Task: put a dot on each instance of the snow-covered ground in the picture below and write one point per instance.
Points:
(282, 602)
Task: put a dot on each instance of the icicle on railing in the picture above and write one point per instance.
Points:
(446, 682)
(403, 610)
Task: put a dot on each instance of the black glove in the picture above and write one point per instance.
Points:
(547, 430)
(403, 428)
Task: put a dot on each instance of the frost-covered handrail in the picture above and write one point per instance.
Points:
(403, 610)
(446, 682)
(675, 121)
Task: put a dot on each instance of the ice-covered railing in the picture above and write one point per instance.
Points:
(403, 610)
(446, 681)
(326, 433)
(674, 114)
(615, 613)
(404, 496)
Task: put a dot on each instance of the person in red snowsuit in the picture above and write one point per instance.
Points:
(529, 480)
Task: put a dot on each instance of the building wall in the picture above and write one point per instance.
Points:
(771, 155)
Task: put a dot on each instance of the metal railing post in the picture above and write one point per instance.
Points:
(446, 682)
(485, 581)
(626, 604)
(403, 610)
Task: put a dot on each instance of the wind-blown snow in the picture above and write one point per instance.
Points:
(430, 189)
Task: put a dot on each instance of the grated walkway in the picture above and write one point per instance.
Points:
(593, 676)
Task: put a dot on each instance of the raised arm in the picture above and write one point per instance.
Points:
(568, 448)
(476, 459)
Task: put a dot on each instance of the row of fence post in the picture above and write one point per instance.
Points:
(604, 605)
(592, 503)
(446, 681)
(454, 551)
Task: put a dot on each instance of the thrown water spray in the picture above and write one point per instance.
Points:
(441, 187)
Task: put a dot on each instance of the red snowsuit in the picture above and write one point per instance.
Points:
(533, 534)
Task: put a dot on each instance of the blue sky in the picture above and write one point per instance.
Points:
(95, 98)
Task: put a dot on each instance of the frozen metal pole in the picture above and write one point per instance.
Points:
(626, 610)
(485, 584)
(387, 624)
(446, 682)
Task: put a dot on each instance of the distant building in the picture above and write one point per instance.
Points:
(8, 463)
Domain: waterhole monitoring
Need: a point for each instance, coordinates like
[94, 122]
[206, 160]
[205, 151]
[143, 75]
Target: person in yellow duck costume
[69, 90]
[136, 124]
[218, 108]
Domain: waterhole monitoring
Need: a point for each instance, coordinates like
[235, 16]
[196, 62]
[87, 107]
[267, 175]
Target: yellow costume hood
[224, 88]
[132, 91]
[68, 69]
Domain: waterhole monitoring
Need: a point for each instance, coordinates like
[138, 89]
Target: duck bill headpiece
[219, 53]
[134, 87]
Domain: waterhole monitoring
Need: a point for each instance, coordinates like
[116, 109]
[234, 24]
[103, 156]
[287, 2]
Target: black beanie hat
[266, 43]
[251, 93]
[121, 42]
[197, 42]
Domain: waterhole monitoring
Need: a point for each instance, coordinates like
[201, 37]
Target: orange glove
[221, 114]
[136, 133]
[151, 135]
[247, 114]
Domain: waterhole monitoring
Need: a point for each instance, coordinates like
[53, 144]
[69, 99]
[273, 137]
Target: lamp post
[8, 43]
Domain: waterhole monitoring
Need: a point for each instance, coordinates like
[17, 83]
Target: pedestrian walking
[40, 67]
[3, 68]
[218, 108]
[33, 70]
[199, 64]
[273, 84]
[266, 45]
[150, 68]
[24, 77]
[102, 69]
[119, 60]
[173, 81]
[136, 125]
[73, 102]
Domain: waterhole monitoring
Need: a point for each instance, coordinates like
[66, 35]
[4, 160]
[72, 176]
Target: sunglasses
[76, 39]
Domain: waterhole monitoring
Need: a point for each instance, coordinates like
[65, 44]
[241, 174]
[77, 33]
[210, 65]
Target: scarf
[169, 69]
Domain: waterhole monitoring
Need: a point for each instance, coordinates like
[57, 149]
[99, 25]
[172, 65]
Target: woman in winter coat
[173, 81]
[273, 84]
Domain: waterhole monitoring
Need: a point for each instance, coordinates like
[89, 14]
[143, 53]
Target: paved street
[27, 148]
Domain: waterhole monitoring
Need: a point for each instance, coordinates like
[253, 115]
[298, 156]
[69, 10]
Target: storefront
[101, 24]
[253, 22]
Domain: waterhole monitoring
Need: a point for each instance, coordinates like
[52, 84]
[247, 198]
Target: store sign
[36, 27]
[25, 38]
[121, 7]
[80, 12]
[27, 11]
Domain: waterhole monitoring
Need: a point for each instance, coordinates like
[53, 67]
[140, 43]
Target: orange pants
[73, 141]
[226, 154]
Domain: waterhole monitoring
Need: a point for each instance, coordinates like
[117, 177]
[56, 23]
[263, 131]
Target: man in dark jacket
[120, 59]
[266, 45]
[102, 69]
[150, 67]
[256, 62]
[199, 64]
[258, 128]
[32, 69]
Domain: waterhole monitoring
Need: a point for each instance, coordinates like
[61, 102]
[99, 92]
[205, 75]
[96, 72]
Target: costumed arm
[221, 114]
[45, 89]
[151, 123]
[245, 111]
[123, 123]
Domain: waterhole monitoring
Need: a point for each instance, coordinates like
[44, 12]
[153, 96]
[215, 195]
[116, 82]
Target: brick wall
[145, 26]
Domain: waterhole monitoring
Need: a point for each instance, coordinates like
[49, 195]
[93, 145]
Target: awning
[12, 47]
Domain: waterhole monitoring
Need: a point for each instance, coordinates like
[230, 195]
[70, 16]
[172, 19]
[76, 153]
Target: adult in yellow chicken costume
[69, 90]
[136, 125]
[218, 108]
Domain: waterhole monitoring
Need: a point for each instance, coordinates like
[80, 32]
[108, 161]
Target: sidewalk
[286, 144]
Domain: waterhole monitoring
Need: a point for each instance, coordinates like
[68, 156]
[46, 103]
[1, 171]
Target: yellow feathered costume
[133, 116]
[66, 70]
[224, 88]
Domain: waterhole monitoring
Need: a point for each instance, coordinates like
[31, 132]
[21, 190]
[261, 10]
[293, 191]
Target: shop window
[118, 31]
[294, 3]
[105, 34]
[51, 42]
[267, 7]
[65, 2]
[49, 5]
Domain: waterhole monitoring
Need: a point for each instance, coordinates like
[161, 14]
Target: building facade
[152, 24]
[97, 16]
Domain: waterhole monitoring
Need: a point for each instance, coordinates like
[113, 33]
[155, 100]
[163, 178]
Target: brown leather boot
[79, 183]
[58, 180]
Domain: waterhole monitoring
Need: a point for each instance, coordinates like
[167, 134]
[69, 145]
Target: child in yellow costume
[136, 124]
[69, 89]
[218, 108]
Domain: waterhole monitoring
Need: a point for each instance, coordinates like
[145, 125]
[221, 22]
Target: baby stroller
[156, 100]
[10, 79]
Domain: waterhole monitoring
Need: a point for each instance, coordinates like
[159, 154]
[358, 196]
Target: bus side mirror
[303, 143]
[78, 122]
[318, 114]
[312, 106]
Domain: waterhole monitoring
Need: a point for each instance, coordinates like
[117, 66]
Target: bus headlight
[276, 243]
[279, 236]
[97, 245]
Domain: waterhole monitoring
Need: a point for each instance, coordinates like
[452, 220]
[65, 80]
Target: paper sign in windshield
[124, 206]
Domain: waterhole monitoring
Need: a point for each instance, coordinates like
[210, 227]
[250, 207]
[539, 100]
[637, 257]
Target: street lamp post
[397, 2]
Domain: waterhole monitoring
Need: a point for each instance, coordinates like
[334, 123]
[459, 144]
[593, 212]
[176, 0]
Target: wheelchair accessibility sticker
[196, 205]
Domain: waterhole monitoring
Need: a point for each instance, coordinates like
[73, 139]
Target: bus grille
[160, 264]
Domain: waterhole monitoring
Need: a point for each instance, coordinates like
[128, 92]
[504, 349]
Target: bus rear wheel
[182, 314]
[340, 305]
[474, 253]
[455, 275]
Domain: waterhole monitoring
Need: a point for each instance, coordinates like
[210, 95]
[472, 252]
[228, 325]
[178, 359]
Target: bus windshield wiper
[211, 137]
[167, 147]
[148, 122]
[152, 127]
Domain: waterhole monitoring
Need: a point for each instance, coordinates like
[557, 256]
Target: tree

Prompt
Filter the listing above down to the lines in which the string "windshield" appears, and reproduce each such line in its original order.

Task output
Target: paper sign in windshield
Target: bus windshield wiper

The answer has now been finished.